What to produce: Copy the entries that appear below in full, leaving out any picture among them.

======== Dataset records

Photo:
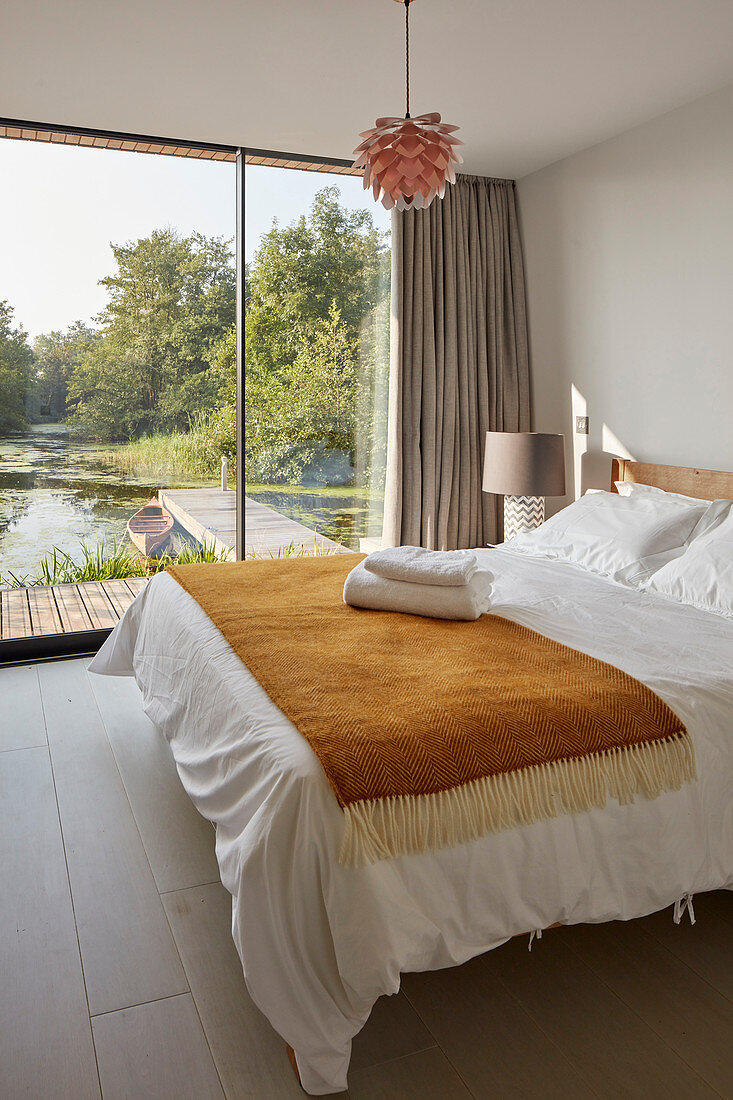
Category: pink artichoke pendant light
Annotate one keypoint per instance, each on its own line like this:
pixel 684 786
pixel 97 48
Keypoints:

================

The answer:
Photo:
Category: pink artichoke pendant light
Annotate one keypoint per instance, each on its own line like this:
pixel 684 786
pixel 97 48
Keypoints:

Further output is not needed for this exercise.